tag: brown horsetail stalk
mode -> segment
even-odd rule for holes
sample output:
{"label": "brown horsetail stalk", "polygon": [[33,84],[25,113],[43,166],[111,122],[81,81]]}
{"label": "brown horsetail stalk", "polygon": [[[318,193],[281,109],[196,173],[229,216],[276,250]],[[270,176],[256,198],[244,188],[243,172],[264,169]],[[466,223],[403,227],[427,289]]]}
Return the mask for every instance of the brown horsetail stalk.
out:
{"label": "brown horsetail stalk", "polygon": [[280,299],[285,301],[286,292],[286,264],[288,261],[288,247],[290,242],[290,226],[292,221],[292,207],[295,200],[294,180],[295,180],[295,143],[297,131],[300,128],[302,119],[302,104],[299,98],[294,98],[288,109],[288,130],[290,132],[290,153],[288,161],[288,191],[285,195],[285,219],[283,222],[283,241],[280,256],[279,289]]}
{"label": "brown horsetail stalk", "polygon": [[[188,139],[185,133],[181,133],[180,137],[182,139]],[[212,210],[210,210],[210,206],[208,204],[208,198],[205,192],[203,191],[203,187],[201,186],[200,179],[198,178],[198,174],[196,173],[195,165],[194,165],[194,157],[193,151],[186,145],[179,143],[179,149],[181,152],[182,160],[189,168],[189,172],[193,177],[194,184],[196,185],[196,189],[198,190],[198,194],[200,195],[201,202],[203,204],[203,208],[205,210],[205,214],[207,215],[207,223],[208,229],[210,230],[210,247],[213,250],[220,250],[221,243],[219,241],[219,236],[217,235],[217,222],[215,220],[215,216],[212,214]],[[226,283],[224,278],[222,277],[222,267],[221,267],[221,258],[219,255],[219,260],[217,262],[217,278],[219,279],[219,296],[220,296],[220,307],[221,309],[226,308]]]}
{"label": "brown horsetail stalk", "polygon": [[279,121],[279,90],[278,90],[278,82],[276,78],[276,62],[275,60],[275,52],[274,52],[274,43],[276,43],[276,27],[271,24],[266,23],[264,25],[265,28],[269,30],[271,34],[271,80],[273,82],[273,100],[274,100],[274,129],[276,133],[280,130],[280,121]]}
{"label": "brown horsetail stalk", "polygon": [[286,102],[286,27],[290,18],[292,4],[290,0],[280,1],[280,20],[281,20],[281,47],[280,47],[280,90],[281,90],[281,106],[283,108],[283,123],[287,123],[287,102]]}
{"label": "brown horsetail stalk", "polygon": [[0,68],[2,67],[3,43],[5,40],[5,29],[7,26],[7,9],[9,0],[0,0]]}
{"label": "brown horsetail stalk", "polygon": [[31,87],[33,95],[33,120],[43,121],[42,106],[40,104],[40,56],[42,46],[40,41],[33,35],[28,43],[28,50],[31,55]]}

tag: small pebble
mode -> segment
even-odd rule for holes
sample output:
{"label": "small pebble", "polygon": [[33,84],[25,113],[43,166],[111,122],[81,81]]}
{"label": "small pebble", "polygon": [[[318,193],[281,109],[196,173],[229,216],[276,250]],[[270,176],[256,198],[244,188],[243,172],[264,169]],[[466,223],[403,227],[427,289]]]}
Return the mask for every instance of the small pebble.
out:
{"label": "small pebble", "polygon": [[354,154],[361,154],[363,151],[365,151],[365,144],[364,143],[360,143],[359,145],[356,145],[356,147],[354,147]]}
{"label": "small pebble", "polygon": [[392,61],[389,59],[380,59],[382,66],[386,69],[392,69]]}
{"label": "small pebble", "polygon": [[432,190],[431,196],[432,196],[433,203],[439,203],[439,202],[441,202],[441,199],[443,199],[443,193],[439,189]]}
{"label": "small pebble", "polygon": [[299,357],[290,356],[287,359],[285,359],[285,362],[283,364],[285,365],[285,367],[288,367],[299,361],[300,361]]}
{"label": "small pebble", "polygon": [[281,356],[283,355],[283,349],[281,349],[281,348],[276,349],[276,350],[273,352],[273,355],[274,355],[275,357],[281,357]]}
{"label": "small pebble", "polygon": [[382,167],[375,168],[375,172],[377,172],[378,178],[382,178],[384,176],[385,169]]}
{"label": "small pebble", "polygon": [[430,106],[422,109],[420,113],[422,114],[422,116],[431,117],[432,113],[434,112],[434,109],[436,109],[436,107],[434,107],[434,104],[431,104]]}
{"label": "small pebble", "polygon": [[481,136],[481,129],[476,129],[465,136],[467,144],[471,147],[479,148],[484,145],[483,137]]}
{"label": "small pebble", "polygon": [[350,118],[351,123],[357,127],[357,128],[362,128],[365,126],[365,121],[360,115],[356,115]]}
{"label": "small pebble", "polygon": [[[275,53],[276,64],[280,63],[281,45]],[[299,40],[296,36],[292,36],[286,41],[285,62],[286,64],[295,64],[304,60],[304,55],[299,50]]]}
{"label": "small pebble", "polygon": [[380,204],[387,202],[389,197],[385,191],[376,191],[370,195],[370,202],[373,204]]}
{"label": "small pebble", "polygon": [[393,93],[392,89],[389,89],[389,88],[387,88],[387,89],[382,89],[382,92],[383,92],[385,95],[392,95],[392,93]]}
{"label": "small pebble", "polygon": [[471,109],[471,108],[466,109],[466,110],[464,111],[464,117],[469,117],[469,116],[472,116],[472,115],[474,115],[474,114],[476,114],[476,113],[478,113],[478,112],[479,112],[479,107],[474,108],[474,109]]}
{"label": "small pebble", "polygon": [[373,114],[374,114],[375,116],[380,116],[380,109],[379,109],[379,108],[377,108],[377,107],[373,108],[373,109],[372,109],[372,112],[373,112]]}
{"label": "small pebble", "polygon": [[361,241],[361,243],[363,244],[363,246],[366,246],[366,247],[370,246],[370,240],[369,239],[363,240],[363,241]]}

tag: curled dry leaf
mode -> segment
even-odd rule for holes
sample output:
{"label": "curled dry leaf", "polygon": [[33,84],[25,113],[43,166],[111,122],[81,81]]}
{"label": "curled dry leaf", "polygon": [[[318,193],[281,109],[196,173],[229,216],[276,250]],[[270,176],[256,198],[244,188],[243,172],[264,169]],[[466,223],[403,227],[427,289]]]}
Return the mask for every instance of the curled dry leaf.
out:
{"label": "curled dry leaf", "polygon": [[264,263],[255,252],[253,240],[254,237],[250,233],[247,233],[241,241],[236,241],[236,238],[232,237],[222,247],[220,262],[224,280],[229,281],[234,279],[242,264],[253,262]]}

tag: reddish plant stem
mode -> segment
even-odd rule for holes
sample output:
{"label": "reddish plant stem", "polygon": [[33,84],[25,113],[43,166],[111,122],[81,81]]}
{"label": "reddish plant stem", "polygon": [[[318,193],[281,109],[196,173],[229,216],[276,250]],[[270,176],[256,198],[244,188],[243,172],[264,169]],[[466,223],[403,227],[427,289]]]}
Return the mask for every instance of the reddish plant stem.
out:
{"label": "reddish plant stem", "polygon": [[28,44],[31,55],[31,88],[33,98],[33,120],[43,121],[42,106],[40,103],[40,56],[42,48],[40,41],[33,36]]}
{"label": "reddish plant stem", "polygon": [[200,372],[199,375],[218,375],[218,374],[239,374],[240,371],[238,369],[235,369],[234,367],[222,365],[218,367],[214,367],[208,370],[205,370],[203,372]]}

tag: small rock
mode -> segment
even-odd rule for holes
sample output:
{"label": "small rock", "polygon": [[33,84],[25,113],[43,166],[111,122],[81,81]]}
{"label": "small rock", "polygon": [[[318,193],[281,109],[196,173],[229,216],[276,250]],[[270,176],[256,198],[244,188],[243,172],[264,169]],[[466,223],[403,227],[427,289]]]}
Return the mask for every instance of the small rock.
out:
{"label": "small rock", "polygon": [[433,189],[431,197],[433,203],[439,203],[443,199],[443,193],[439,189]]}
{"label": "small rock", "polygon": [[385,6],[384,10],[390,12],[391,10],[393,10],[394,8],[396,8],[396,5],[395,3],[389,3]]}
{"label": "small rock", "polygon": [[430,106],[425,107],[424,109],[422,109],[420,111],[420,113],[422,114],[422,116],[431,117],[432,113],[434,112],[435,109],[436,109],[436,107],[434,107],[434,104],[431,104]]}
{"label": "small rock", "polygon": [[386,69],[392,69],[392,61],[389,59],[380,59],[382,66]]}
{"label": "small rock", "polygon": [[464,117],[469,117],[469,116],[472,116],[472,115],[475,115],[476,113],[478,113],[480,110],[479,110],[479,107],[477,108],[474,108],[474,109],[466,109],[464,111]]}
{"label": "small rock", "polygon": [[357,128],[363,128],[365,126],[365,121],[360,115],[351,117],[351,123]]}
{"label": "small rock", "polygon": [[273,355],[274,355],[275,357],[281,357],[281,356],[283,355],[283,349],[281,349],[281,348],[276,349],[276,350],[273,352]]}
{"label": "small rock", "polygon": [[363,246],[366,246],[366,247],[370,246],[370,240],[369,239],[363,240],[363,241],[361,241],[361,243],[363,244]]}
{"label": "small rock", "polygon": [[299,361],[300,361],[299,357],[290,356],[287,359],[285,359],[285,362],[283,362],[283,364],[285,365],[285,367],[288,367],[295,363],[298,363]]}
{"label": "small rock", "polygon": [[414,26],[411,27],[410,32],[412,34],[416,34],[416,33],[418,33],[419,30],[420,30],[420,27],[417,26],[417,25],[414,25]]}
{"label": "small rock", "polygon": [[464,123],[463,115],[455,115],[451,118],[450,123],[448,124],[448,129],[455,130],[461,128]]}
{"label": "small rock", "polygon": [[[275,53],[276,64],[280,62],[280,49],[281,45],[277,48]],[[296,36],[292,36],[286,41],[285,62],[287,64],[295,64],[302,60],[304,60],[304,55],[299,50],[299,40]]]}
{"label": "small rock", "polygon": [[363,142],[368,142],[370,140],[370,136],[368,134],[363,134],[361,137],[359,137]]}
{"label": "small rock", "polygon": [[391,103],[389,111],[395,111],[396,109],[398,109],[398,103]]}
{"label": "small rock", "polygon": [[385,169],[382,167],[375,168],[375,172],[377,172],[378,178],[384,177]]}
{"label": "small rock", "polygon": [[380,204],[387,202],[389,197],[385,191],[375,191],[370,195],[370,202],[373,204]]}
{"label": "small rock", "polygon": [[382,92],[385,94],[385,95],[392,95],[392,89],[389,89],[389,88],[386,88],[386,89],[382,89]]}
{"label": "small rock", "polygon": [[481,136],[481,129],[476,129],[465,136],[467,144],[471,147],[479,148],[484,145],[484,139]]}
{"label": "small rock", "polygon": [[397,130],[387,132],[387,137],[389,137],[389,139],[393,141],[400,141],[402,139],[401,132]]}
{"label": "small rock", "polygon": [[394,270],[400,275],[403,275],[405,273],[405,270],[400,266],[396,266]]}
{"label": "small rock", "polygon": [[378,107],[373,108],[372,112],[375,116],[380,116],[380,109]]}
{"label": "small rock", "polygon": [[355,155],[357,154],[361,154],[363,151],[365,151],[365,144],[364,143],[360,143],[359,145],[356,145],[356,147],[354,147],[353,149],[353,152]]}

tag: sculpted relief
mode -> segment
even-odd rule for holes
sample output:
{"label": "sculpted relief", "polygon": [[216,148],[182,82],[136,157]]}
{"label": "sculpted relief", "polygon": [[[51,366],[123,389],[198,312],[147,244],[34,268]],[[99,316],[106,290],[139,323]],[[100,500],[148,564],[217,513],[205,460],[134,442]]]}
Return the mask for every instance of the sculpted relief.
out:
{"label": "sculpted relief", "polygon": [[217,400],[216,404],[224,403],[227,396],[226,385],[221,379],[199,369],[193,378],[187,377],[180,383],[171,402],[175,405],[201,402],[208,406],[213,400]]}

--------

Your answer must consist of every line in the listing that contains "mask".

Response below:
Return the mask for every instance of the brown horsetail stalk.
Return the mask for every instance of the small pebble.
Return the mask for every instance of the curled dry leaf.
Return the mask for every instance of the reddish plant stem.
Return the mask for every instance of the small rock.
Return the mask for every instance of the sculpted relief.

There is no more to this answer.